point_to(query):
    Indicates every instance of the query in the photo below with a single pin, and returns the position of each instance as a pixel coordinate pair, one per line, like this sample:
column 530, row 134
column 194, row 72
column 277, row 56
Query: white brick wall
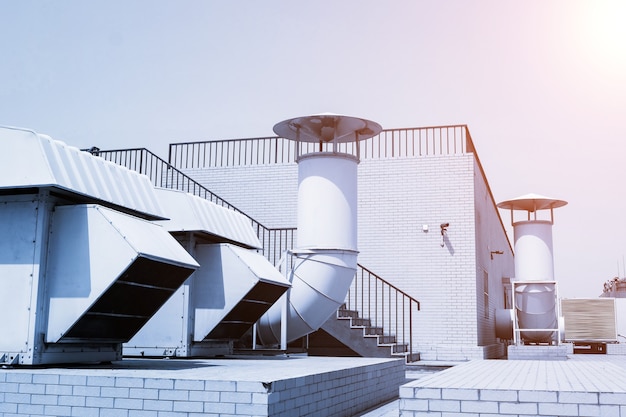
column 397, row 196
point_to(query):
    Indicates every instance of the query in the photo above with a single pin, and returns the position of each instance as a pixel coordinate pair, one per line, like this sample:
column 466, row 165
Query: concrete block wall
column 494, row 259
column 343, row 392
column 418, row 402
column 397, row 198
column 267, row 193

::::::

## Aim of the task
Copy all the lines of the items above, swapping "single pin" for "single marker" and changing nothing else. Omit the pictures from your copy.

## Right answer
point_to(query):
    Indicates every instance of the query in the photo below with a single marker, and returns the position of each instance as a pixel coordinate pair, one per line, like this sample:
column 530, row 134
column 194, row 72
column 277, row 56
Query: white brick wall
column 397, row 196
point_to(query):
    Indicates every instance of the query in the photo above with a single marker, and returns the position of each instance as a pixel coordinate pair, one per line, like this sample:
column 466, row 165
Query: concrete block wall
column 494, row 259
column 343, row 392
column 418, row 402
column 397, row 198
column 267, row 193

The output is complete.